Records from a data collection

========

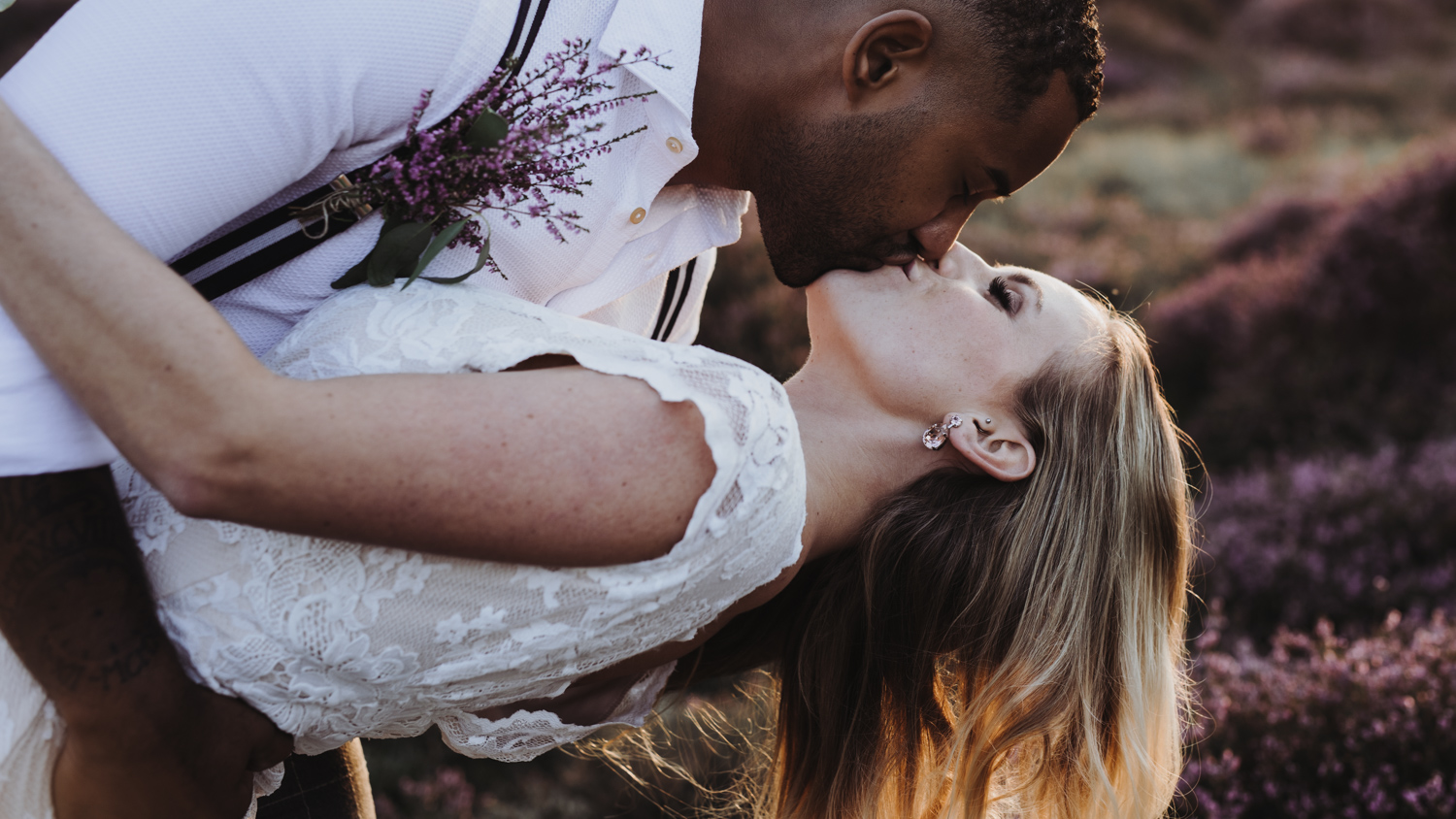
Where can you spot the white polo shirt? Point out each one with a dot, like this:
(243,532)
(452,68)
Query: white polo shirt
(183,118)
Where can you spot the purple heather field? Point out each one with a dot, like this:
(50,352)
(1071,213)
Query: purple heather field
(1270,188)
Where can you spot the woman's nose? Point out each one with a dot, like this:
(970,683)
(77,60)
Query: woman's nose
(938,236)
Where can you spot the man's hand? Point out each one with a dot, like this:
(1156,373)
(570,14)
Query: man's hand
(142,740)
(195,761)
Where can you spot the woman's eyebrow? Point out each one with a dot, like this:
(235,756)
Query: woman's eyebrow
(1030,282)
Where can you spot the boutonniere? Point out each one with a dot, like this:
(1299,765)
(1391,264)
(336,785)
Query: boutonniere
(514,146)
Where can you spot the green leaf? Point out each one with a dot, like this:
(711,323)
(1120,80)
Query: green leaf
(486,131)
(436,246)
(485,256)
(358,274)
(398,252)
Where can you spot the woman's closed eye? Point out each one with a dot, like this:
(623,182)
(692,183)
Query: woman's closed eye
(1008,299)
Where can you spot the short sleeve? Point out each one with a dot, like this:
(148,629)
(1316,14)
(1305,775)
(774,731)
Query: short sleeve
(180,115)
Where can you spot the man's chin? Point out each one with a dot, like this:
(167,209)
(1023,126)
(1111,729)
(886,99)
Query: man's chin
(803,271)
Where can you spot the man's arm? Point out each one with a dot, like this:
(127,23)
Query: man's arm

========

→ WORK TASK: Every line from the one containing "Where can you spot the man's chin?" to the close of the records must be reproduced exactly. Include both ends and nothing more.

→ TASK OUTPUT:
Where can you spot the man's chin? Point out each one with a dot, like this:
(167,209)
(1023,126)
(1111,729)
(886,99)
Query: man's chin
(803,271)
Where can you spot the man's arm? Point out each one with a dot, like this:
(127,23)
Query: man's arm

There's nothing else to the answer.